> _Aim of the exercise_
Set down every line of the material below, without changing a word.

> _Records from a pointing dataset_
§
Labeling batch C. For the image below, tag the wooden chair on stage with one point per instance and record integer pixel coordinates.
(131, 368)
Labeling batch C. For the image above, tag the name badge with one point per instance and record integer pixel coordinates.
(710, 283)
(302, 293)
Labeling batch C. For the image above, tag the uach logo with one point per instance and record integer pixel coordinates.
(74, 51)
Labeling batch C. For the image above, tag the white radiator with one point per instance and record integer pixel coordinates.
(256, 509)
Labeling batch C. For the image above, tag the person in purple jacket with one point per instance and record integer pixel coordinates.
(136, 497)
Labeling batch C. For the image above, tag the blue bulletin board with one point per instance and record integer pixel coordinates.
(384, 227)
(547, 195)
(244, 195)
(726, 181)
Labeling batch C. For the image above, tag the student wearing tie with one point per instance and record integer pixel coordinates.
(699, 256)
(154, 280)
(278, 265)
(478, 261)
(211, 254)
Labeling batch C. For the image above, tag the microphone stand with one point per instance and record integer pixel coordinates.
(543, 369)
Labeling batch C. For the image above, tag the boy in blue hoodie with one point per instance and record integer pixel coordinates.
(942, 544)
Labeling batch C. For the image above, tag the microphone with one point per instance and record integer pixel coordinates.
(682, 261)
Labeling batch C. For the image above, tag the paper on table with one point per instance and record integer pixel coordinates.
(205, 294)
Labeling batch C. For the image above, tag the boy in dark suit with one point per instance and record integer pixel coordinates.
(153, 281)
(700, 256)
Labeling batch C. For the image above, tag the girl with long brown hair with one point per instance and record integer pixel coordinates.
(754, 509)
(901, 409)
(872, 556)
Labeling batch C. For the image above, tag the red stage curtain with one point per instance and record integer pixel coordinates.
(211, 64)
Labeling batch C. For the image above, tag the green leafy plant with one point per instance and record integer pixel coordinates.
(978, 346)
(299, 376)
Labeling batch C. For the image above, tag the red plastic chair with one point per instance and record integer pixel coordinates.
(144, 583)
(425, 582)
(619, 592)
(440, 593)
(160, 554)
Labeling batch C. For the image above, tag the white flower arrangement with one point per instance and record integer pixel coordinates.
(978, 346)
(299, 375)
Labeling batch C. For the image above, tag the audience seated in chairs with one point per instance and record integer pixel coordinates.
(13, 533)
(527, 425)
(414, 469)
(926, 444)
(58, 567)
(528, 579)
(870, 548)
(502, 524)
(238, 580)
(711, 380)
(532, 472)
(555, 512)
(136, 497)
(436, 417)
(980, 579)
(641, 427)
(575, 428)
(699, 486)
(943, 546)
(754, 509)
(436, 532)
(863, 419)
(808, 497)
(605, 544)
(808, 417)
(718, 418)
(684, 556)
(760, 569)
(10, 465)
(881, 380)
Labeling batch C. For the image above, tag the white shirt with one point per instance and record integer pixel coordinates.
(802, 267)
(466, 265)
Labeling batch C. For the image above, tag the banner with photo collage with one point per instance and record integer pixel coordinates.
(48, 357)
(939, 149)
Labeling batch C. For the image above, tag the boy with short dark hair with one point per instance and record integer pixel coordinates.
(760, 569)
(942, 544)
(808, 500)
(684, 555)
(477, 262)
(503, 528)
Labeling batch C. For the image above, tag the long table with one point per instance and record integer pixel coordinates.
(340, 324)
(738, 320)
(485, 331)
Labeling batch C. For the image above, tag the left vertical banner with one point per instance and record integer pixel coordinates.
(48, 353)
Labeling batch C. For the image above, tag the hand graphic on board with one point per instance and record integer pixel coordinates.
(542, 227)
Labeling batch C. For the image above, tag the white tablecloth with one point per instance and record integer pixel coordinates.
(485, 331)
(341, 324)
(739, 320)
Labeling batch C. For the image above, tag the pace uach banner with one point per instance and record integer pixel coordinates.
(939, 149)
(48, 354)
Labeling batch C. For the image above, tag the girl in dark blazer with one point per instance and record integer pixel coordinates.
§
> _Task answer_
Labeling batch C. For the image below, tag the wooden chair on stage with one point per instance and record integer pixel coordinates.
(131, 368)
Labeling batch C. For the image above, tag the name badge with one point per instance and record integer pixel coordinates.
(710, 283)
(302, 293)
Labeling batch C. For the image above, tag the uach logo with one point per instance and record integer pixel coordinates.
(74, 51)
Labeling batch C. For the image above, tag the white radiator with one point per instance and record integer pixel coordinates.
(256, 509)
Labeling batch C. For the image above, tag the person in purple jacket with one point per instance and record integer pixel coordinates.
(136, 497)
Labeling batch C. For the image above, tag the blue bulletin board with one point per instance and record integer pixel coordinates.
(384, 227)
(547, 195)
(244, 195)
(726, 181)
Labeling batch C. For the image above, tag the student wearing tie with one point per instance and record integer pixel coordinates.
(699, 256)
(154, 280)
(278, 265)
(478, 261)
(211, 254)
Labeling batch C. For the image above, tag the microphone stand with one point per instance and record integer pixel coordinates.
(543, 369)
Labeling batch C. For the image above, tag the boy in blue hoodie with one point per instance and record integer pixel coordinates.
(942, 544)
Labeling batch C. For the image above, tag the microphone with one point per instance and record integer pixel coordinates.
(682, 261)
Labeling batch C. For the image above, tag the paper on table with one point per instance and record integer pixel coordinates.
(205, 294)
Labeling batch C. For the image above, tag the boy in dark suit with one point per instance and record integer pixel coordinates.
(153, 281)
(700, 256)
Labeling batch C. For the image above, tag the girl with long brown hair with one point per instance and record integer pixel coordinates.
(754, 509)
(901, 409)
(872, 556)
Labeling batch C. For the image above, tag the red stage curtain with one point per instance and record integer pixel coordinates.
(211, 64)
Labeling batch C. For the image above, tag the green leafy plant with one point per instance and record integer pixel coordinates.
(978, 346)
(299, 376)
Labeling batch C. For the image above, tag the red plastic chair with one point per instance and record integer pixel coordinates.
(144, 583)
(425, 582)
(619, 592)
(440, 593)
(160, 554)
Labeling batch C. For the image above, tag the white flower arrangement with one point per instance and record integer pixel coordinates.
(978, 346)
(299, 375)
Labeling batch C. For the image above, tag the audience seated in chairs with one point per instance and record integer pixel coordinates.
(13, 533)
(527, 425)
(414, 469)
(926, 444)
(58, 567)
(528, 579)
(870, 548)
(502, 524)
(238, 580)
(711, 380)
(532, 472)
(555, 512)
(136, 497)
(436, 417)
(980, 579)
(641, 427)
(575, 428)
(699, 486)
(943, 546)
(754, 509)
(436, 532)
(863, 419)
(808, 497)
(605, 544)
(808, 417)
(718, 418)
(684, 556)
(760, 569)
(10, 465)
(881, 380)
Labeling batch C. For the image above, tag the white shirt with one point per instance and record integer pixel coordinates.
(802, 267)
(466, 265)
Labeling batch C. For the image above, tag the banner with photo collage with one point per instance and record integer pixel coordinates.
(48, 357)
(939, 149)
Labeling batch C. For the image above, tag the boy with short dark hair with one point per instance and record integer pixel coordinates.
(760, 569)
(942, 544)
(808, 500)
(684, 555)
(477, 262)
(503, 528)
Labeling batch C. For the image above, tag the long table with one point per instance and record integer pixel coordinates.
(340, 324)
(738, 320)
(485, 331)
Labeling batch C. For the image above, tag the left vertical banner with one point per instance and record integer pixel coordinates.
(48, 353)
Labeling batch C. For the image above, tag the hand graphic on board with one point per instance and record integer pixel coordinates.
(542, 227)
Labeling batch C. For the image above, tag the white tablecloth with one point per instance and record integer pixel coordinates.
(485, 331)
(341, 324)
(739, 320)
Labeling batch C. For the image above, tag the pace uach banner with one point per instance and record integer pixel coordinates.
(939, 149)
(48, 354)
Labeling batch C. For the image above, tag the girl in dark blazer with one point per instance and record integer pixel coordinates.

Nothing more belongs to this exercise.